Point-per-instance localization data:
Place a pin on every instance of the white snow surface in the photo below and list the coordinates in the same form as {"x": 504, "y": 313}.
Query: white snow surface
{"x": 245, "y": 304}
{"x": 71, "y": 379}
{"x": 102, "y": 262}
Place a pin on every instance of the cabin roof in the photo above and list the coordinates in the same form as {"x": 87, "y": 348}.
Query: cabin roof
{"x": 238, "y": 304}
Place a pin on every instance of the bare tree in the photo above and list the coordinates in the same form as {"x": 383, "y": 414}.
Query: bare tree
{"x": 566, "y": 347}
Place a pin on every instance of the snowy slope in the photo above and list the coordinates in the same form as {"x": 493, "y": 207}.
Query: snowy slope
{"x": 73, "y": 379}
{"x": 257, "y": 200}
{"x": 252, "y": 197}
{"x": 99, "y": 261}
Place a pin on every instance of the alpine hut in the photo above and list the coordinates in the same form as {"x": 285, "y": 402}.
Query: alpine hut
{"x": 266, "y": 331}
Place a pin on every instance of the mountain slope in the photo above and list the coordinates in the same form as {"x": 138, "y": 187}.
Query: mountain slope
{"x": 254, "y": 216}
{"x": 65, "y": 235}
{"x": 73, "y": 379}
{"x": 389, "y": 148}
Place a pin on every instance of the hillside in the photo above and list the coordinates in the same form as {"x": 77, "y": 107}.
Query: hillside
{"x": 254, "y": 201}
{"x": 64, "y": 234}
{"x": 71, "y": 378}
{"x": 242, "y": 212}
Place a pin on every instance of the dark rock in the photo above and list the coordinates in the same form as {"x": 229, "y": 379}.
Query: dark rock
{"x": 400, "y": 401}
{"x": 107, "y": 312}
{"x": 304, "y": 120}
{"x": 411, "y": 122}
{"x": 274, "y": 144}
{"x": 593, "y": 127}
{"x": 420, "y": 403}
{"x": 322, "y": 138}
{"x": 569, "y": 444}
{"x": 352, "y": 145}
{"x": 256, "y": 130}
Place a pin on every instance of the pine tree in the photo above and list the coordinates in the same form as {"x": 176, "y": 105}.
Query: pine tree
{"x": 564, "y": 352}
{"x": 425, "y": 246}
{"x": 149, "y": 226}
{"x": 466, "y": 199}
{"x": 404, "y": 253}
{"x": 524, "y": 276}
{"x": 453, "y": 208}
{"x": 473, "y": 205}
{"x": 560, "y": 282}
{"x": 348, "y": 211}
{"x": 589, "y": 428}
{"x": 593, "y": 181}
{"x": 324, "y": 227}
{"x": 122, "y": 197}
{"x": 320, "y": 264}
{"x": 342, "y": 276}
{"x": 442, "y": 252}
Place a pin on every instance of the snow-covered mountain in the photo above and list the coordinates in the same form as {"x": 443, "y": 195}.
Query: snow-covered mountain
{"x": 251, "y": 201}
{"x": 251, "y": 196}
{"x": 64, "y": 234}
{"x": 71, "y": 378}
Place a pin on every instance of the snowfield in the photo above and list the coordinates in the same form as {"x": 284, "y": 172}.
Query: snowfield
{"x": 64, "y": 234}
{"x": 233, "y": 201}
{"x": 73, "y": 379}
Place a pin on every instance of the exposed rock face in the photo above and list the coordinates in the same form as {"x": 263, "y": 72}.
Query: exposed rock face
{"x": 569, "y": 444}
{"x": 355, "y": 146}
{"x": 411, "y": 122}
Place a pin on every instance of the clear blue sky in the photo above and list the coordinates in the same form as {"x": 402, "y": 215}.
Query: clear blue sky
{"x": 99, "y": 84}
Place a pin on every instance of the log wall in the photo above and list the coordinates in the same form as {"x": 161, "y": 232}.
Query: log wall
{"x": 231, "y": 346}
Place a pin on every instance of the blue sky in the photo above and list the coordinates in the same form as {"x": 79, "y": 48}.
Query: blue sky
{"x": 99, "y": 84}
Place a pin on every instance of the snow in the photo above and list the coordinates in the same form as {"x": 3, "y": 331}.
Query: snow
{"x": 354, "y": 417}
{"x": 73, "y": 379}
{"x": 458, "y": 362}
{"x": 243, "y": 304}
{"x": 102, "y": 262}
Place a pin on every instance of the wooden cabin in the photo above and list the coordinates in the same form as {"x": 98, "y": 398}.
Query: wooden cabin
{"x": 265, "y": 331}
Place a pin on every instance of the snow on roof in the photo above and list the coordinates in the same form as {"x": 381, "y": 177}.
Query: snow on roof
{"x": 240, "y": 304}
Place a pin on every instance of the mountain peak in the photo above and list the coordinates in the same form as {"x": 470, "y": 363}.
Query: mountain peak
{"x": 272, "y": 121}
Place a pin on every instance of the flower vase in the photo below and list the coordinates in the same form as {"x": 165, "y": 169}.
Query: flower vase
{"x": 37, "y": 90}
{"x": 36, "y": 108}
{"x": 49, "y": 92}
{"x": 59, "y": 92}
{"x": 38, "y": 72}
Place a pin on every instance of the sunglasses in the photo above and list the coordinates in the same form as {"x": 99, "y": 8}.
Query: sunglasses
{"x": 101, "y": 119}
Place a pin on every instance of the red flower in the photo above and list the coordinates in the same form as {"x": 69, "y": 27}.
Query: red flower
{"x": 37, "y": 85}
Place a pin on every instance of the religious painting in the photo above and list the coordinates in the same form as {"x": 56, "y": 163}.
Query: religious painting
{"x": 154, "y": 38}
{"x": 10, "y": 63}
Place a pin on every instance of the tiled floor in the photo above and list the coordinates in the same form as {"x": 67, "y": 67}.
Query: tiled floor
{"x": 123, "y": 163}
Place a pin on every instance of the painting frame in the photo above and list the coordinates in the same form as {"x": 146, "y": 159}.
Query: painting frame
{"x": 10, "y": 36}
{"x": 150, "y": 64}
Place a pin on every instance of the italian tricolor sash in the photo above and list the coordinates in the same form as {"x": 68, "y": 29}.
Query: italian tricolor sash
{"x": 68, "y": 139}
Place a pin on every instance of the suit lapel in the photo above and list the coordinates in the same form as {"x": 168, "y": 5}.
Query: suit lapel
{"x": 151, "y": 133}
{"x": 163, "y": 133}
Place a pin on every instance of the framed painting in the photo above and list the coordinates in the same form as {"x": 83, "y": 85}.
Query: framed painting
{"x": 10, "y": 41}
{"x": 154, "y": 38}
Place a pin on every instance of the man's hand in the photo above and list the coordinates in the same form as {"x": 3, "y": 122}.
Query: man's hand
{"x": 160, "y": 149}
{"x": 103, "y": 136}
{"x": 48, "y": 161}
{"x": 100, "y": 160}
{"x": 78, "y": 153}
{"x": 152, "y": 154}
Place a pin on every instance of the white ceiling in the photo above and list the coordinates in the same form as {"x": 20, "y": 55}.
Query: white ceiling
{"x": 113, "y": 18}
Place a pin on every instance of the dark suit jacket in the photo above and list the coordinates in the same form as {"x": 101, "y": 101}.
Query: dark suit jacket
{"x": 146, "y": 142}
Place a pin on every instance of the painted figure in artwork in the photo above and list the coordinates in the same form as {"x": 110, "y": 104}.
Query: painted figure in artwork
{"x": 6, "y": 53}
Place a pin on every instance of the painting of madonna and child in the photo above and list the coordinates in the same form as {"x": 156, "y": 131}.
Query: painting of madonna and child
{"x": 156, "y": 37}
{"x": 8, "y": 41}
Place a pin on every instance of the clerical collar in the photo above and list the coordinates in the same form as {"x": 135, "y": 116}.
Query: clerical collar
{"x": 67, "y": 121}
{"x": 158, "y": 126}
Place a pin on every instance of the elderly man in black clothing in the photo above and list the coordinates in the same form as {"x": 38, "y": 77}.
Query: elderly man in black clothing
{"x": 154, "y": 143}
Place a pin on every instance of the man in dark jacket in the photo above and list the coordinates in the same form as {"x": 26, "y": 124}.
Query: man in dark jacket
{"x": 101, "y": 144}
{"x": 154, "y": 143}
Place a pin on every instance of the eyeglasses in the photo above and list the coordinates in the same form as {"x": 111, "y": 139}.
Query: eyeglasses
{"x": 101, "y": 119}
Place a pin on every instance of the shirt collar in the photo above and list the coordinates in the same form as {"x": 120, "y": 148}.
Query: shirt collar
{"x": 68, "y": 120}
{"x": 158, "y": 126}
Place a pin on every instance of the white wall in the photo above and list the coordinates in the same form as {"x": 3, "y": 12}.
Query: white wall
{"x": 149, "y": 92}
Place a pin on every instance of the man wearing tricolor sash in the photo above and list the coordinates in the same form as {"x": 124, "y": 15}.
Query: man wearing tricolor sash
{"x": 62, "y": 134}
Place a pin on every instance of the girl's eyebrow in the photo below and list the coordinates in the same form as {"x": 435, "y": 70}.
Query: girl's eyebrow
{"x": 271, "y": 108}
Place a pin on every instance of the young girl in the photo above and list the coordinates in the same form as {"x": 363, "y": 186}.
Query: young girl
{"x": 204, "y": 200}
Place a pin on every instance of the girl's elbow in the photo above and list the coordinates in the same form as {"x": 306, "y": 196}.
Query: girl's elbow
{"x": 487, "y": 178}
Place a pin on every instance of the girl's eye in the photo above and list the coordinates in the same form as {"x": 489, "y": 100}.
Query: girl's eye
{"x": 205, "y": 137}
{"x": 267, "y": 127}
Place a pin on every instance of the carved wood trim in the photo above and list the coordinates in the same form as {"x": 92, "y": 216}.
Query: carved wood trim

> **EXERCISE GOAL**: Where the string "trim" appears in a line of the entries, that line counts; state the total number of such lines and nothing else.

> **WORKED SOLUTION**: 2